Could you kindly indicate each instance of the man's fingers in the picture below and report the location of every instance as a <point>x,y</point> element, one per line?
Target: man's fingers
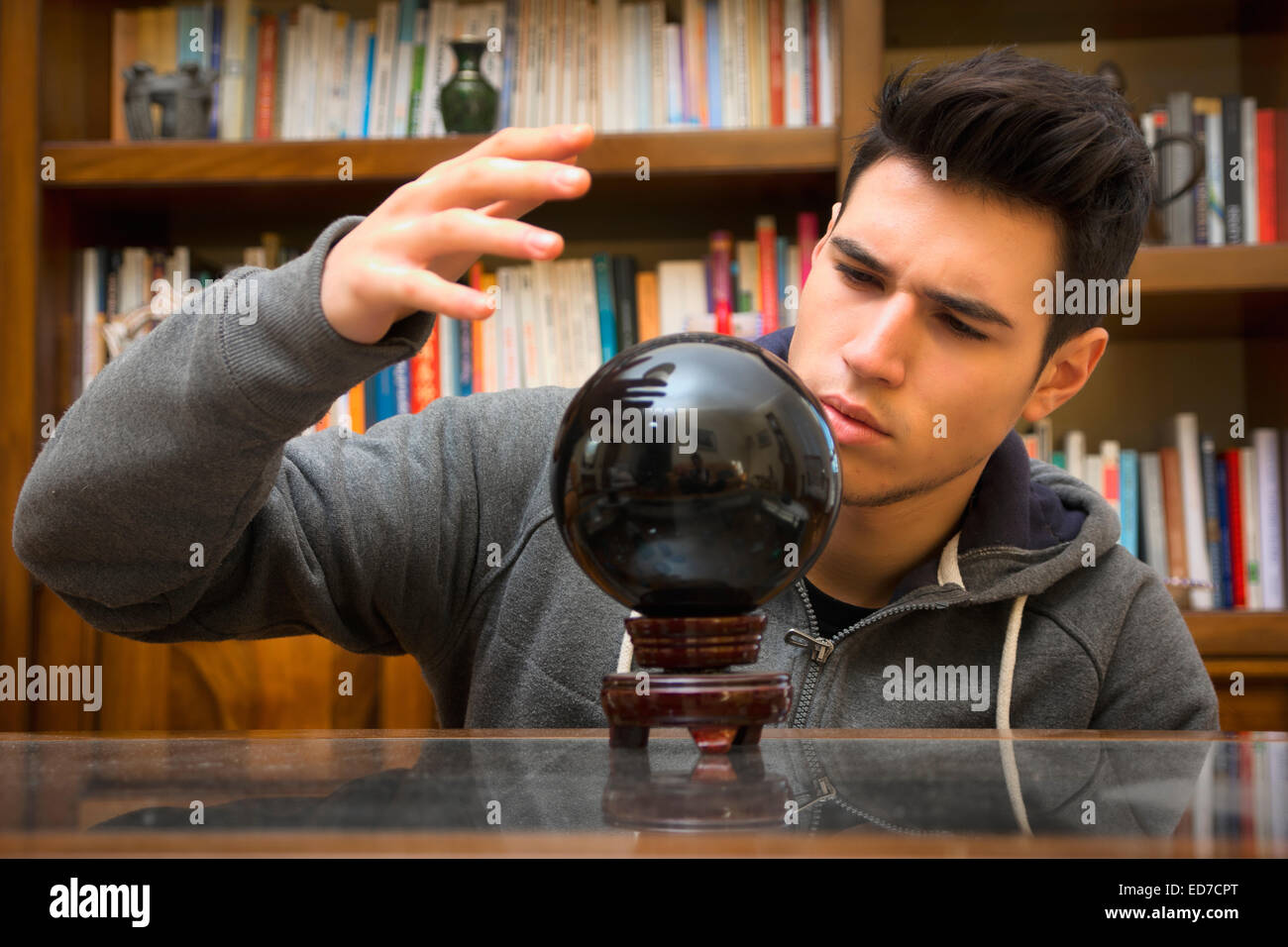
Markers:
<point>549,144</point>
<point>513,208</point>
<point>462,232</point>
<point>489,179</point>
<point>423,290</point>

——————————

WORK TO DO: Write out each line of the data above as a numbered list, skipping any blank lines. Leave the pictures out.

REPLY TO THE EXERCISE:
1. Could you kindly indicate each instance of the man's fingers in the picture below and report the location of every instance as a <point>x,y</point> element, one per line?
2. Target: man's fingers
3. Markers:
4. <point>549,144</point>
5. <point>513,208</point>
6. <point>462,232</point>
7. <point>489,179</point>
8. <point>423,290</point>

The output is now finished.